- SET EXERCISE -
Copy the items below again, starting with the first one and going on through the line with "point(172, 89)", and add 133 to each coordinate in the answer points, leaving the sample points unchanged. Omit the pictures from your copy.

- - - - - - -

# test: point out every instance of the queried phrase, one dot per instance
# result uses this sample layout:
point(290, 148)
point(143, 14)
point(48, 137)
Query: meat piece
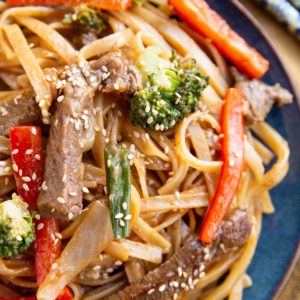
point(260, 96)
point(183, 269)
point(19, 110)
point(72, 127)
point(82, 39)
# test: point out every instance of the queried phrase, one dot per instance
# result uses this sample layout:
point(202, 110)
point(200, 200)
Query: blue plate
point(278, 248)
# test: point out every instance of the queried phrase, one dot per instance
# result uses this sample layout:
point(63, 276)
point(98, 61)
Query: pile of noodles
point(174, 173)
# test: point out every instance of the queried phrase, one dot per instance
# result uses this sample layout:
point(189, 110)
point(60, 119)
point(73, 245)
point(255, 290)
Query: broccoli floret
point(16, 227)
point(86, 18)
point(172, 89)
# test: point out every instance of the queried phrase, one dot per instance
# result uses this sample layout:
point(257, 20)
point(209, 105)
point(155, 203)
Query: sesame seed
point(40, 226)
point(15, 167)
point(26, 178)
point(61, 200)
point(136, 134)
point(52, 236)
point(85, 190)
point(60, 98)
point(58, 235)
point(128, 217)
point(150, 120)
point(108, 163)
point(44, 186)
point(33, 130)
point(15, 151)
point(25, 187)
point(119, 216)
point(162, 288)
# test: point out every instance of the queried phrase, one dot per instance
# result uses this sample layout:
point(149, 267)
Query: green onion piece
point(118, 182)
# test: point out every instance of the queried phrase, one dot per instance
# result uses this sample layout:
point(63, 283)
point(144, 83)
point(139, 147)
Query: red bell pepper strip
point(28, 162)
point(29, 165)
point(20, 298)
point(233, 161)
point(207, 22)
point(103, 4)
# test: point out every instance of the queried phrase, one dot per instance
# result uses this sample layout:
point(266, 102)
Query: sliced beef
point(71, 129)
point(183, 269)
point(260, 96)
point(19, 110)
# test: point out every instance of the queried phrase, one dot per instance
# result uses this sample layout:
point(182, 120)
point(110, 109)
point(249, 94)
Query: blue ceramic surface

- - - - - - -

- THE ANSWER -
# test: point out every instance of the queried phrase, one dot per instance
# result uses this sample layout:
point(290, 148)
point(143, 14)
point(48, 137)
Query: meat piece
point(393, 229)
point(316, 402)
point(152, 243)
point(205, 260)
point(215, 172)
# test: point out every instance of the queried phrase, one dot per instance
# result uses this sample layout:
point(202, 110)
point(200, 200)
Query: blue plate
point(411, 381)
# test: point out every instance of the queried phrase, one dot per instance
# result uses this sample layout:
point(63, 276)
point(98, 61)
Query: pile of noodles
point(307, 306)
# test: point out every instance of the queried phrase, one dot per instance
# result uses this sample layout:
point(189, 110)
point(60, 119)
point(73, 245)
point(255, 290)
Query: broccoli floret
point(149, 360)
point(219, 151)
point(305, 222)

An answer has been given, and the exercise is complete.